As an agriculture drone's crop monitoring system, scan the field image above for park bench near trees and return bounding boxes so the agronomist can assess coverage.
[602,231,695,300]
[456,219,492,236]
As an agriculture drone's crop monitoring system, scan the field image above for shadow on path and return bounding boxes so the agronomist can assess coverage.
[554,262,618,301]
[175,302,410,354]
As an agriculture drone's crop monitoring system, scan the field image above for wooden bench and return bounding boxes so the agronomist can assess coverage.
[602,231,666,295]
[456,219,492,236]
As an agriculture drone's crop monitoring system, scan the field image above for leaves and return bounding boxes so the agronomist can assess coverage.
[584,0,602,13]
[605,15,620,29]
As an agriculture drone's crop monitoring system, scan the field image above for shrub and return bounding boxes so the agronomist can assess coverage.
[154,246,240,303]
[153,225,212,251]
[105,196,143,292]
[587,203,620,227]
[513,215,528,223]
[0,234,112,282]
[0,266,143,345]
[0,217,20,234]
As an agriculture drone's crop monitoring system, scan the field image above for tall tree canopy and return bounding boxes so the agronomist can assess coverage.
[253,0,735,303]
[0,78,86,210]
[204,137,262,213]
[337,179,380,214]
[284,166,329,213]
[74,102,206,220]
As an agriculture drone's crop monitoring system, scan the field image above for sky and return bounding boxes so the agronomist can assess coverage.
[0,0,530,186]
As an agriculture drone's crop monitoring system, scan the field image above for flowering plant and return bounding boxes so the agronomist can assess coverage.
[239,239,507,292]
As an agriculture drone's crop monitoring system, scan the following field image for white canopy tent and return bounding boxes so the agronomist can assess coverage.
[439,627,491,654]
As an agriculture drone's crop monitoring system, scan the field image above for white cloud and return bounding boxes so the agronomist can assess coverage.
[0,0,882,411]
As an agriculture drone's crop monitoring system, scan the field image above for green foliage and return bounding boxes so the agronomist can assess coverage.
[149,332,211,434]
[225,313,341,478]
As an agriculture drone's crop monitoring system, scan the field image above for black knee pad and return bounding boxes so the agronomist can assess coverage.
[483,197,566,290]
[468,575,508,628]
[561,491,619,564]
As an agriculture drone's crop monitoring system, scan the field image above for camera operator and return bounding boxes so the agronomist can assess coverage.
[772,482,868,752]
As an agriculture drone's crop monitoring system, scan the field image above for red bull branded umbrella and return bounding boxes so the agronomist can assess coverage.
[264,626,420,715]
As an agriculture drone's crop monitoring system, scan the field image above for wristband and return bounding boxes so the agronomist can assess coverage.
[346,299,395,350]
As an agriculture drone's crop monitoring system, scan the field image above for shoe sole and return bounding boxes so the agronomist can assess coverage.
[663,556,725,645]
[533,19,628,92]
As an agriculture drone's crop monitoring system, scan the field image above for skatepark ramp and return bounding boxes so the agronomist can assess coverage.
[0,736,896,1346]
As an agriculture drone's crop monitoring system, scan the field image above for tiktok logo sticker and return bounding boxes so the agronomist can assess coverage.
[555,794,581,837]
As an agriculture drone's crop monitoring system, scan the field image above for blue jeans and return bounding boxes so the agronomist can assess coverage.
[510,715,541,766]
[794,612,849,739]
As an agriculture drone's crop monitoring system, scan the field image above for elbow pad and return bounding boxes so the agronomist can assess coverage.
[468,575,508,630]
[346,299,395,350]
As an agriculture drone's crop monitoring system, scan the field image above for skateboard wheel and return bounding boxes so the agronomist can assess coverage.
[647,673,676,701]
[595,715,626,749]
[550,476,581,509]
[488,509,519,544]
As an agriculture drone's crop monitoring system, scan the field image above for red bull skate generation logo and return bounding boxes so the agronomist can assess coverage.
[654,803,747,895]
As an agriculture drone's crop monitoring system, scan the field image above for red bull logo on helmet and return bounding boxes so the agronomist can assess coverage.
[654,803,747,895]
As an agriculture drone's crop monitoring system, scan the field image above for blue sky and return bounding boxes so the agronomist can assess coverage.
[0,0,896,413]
* * * *
Exercise aim
Arrange all of the entries above as a two-column CSV with the header columns instruction and boxes. Each entry gets one row, with its text and its answer each in a single quoted field and any line breaks replaced by spaces.

Response to this task
instruction,boxes
"As an agriculture drone's crop monitoring system, scan the field image above for park bench near trees and return bounding boxes so the agronomist can assess coverage.","[602,231,695,300] [456,219,492,236]"
"As an agriculture drone's crop monitoring system, scan the field image above for shadow on path and return bounding boxes so the agronomist can assess coverage.","[554,262,618,301] [175,302,410,354]"
"As an agriculture drone's crop monitoring system, scan the field image above for wooden bench and return bounding boxes so the agronomist can assess coverage.","[602,231,666,295] [456,219,492,236]"
"As an agriculture drone's crop monitoring system, scan the field image above for leaves and return bounding boxes so the agronomist can assess coverage.","[584,0,602,13] [605,15,620,29]"
"As an agriculture drone's crop monitoring system, scan the field image above for shrub and return bounding boxes so the agronomist can assess coverage.","[154,246,240,303] [153,225,212,251] [105,196,143,292] [587,203,620,227] [513,215,528,223] [0,234,112,282] [0,266,143,345] [0,217,20,234]"
"As an agriculture drone's crop monitoring system, scan the field image above for tall tree canopy and return bounding boxes so the agronomist can assess coverage.","[253,0,735,303] [0,78,86,210] [204,137,262,213] [337,179,380,214] [284,166,329,213] [74,102,206,220]"
"As an agriculture drone's crop monitoring system, scan the field image above for sky and return bounding boxes so the agronomist can assess coverage.","[0,0,530,186]"
"As an agriculture drone's crop monitoring system, scan the field image above for flowering plant and return bounding boxes so the agronomist can assess coverage.","[239,239,507,292]"
"As an agriculture drone's crop monitoring system, scan the following field image for white canopy tent and return bounding boxes so the agronomist can assess coverage.","[439,627,491,654]"
"As an agriculture drone's crop monitoring system, scan the field image above for white cloud and return bounding boxes so the agronomist can assess coverage.","[0,0,882,411]"
"As an agriculture drone's crop monitoring system, scan the field image above for green foliage and return bounding boxes so the agronomist can assess coverage.","[149,332,211,434] [225,313,341,478]"
"As an agriculture drone's crop monitoring system, scan the field image above for black knee pad and return bounding boxes so the agronomist can assess coverage.","[483,197,566,290] [468,575,508,628] [561,491,619,564]"
"As an agriculture drone's crop monitoring system, scan the field image above for camera operator and return bounding boxes so the agronomist can assess coverage.","[772,482,868,752]"
"As an agriculture drone's crop monitoring system, scan the field image above for red bull branded umbrella and return bounding boxes so the agronomist can assess coverage.","[264,626,420,715]"
"As an agriculture drone's crop monitoring system, scan the field image above for wristband and return bounding boxes so the agronomist can assess coverage.","[346,299,395,350]"
"As an agriculture drone's crop monitoring system, scan the field image above for shoe sole and return bounding boxes so the agronomist can assess coverage.","[663,556,725,645] [533,19,628,92]"
"As an agriculture drone's crop monitoring system, scan the field image above for skatepark ramp and return bounding boxes so the agronomist can assess coverage.","[0,736,896,1346]"
"As an agriculture drone's crop monitoring system, scan the field image above for tiktok logo sticker and return bounding boxes so the agronomist can assess coverage.","[555,794,581,837]"
"As an agriculture drone's crop monitoring system, scan the field image above for blue jeans and return bounding boxes so the agronomist can assess coverage.","[510,715,541,766] [794,612,849,739]"
"As an agriculture drone's crop monitoring system, scan the field image above for elbow pad and return bounding boxes so the agronomist can assess coverage.","[468,575,508,630] [346,299,395,350]"
"As an agriculture drone's crop monitoring system, scan the field image above for skateboard wheel and return bounding boxes so the agronomist can assess coverage.","[647,673,676,701] [595,715,626,749] [550,476,581,509] [488,509,519,544]"
"As an agriculture drone's crop monitoring system, scan the field image above for red bull skate generation logo and return bounding boxes so the agronomist can assess coverage.","[654,803,747,895]"
"As an agriculture drone's crop monitoring system, scan the field image above for red bull logo on helmet and return bounding boxes so the agronomist can assess coverage.","[654,803,747,895]"
"As an agriculture drone's crop monitoring system, scan the field image above for blue sky and return bounding boxes so the agronomist can assess coverage.","[0,0,896,413]"